NOTE: This assumes you are on a Mac and your downloads are in the ~/Downloads directory. Start virtual machines Now we are ready to start our 2 virtual machines for the first time. Creating the VMs for the first time and starting them every time after that uses the same command:
vagrant up
Once the process is complete you should have 2 servers running. You can verify by looking at VirtualBox. Notice I have 2 VMs running called solr-dc01 and solr-dc02:
Connect to each virtual machine You are able to login to each of the VMs via ssh using the vagrant ssh command. You must specify the name of the VM you want to connect to. vagrant ssh solr-dc01
Using another terminal window, repeat this process for solr-dc02 . Extract Solr install scripts The Solr release archive file contains an installation script. This installation script will do the following by default: NOTE: This assumes that you downloaded Solr 6.2.1 Install Solr under /opt/solr-6.2.1 Create a symbolic link between /opt/solr and /opt/solr-6.2.1 Create a solr user. Live data such as indexes, logs, etc are stored in /var/solr. On solr-dc01 , run the following command: tar xvfz /vagrant/solr-6.2.1.tgz solr-6.2.1/bin/install_solr_service.sh --strip-components=2
Repeat this process for solr-dc02 This will create a file called install_solr_services.sh in your current directory, which should be the /home/vagrant . Install Apache Solr Now we can install Solr using the script defaults: sudo bash ./install_solr_service.sh /vagrant/solr-6.2.1.tgz
The command above is the same as if you had specified the default settings: sudo bash ./install_solr_service.sh /vagrant/solr-6.2.1.tgz -i /opt -d /var/solr -u solr -s solr -p 8983
After running the command, you should see something similar to this: id: solr: no such user
Creating new user: solr
Extracting /vagrant/solr-6.2.1.tgz to /opt
Installing symlink /opt/solr -> /opt/solr-6.2.1 ...
Installing /etc/init.d/solr script ...
Installing /etc/default/solr.in.sh ...
Waiting up to 30 seconds to see Solr running on port 8983 [/]
Started Solr server on port 8983 (pid=29168). Happy searching!

================================

Short problem A: List every line of the listing below that contains the string "green". Case counts.

Records for the task:
================================

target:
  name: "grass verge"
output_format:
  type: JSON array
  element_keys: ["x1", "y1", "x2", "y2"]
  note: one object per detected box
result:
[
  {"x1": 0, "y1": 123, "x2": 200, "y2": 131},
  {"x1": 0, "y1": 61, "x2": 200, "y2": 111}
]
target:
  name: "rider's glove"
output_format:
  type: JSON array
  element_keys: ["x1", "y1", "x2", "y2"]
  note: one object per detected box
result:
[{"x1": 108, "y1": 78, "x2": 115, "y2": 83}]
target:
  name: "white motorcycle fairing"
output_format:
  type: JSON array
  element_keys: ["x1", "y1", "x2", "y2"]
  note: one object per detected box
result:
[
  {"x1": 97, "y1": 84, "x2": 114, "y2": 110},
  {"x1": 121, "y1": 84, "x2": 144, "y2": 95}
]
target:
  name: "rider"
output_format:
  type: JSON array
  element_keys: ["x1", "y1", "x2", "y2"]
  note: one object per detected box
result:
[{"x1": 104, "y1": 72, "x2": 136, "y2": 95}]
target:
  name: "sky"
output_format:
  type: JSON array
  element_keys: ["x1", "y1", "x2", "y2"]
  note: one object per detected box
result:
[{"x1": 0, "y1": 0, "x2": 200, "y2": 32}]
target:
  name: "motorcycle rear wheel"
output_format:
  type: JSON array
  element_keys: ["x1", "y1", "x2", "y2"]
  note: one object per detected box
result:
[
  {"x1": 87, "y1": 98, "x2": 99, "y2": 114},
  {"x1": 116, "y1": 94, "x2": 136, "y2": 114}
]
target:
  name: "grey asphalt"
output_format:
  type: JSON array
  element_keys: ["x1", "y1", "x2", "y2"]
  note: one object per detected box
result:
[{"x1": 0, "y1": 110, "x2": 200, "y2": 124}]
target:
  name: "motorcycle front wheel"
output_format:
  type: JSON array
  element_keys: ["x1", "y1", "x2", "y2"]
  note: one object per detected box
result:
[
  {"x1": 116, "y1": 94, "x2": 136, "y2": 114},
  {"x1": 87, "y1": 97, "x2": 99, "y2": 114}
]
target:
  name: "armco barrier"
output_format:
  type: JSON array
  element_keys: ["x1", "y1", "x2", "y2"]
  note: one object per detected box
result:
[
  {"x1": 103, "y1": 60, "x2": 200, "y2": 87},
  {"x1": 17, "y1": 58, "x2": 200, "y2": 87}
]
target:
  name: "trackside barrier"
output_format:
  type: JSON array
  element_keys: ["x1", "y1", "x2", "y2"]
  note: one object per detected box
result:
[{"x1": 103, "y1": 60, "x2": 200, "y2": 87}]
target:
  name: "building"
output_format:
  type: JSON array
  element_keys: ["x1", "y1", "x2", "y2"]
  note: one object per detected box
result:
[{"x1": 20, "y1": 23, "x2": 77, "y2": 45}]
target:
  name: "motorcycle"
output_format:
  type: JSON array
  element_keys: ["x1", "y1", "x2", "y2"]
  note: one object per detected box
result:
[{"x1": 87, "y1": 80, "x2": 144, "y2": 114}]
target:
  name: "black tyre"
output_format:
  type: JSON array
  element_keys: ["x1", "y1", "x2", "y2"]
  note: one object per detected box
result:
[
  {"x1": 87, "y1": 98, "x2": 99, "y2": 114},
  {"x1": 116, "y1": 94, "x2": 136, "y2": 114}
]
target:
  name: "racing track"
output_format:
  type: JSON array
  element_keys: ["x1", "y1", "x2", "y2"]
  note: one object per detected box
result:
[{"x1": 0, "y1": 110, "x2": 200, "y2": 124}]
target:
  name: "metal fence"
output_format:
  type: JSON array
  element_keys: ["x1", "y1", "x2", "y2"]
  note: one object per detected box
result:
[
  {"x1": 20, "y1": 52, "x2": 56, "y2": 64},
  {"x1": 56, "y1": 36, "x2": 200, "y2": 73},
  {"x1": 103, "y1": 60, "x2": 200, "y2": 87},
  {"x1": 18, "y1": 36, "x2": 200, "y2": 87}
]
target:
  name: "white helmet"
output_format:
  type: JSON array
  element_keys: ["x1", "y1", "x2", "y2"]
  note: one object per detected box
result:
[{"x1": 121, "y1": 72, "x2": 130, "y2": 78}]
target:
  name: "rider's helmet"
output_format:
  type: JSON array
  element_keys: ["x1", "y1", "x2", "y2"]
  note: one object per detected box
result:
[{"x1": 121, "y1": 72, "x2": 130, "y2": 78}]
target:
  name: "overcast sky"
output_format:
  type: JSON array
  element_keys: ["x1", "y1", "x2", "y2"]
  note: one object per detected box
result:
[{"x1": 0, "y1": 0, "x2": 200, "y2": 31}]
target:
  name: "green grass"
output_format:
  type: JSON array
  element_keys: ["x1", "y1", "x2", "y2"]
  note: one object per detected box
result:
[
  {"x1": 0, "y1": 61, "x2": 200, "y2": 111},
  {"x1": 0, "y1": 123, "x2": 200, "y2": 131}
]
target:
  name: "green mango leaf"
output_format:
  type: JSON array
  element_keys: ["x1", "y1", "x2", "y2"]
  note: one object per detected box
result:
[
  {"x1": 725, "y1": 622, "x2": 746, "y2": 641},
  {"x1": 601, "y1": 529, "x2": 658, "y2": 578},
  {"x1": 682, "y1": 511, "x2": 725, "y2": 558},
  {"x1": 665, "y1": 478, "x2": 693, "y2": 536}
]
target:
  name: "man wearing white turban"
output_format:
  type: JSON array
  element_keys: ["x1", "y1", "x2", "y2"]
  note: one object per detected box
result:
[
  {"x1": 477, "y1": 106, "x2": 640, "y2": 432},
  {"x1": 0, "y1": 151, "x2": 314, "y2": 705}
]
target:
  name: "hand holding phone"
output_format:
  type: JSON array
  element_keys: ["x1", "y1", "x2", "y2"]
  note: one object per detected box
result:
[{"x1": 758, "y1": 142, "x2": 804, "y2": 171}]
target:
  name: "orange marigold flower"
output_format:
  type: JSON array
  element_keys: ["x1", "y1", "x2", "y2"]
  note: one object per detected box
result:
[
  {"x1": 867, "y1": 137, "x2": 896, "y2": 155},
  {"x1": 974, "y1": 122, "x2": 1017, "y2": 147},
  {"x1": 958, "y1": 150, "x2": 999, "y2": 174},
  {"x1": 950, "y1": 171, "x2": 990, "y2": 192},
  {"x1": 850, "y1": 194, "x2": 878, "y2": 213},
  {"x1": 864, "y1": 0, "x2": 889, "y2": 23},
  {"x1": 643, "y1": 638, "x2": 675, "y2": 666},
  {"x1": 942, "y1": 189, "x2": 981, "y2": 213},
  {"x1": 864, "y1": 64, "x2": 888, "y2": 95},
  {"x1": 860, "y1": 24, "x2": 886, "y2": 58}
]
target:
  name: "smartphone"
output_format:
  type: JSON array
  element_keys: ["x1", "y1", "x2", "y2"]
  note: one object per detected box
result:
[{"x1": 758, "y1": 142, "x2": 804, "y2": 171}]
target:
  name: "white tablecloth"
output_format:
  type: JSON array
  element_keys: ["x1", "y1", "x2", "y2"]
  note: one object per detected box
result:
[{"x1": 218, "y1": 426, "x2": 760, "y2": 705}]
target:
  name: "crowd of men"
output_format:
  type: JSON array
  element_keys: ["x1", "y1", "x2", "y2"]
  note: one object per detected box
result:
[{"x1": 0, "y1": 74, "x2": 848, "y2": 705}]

================================

Short problem B: Return, unchanged, the part of the Solr setup guide above that opens with the words containing "Installing /etc/default/solr.in.sh ..." and closes with "(pid=29168). Happy searching!".

Written answer A:
  name: "green grass"
  name: "green mango leaf"

Written answer B:
Installing /etc/default/solr.in.sh ...
Waiting up to 30 seconds to see Solr running on port 8983 [/]
Started Solr server on port 8983 (pid=29168). Happy searching!